WHAT IS NEEDED:
Nothing in the records may be altered, so transcribe them exactly.

DATASET CONTENT:

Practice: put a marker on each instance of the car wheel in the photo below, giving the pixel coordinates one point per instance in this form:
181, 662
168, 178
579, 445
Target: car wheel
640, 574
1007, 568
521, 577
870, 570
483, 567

EXERCISE ANSWER:
Practice: put a marker on each instance of the car wheel in the photo below, giving the pixel coordinates one point per instance in this form:
181, 662
168, 178
579, 445
Target: car wheel
640, 574
1007, 568
521, 577
870, 570
483, 567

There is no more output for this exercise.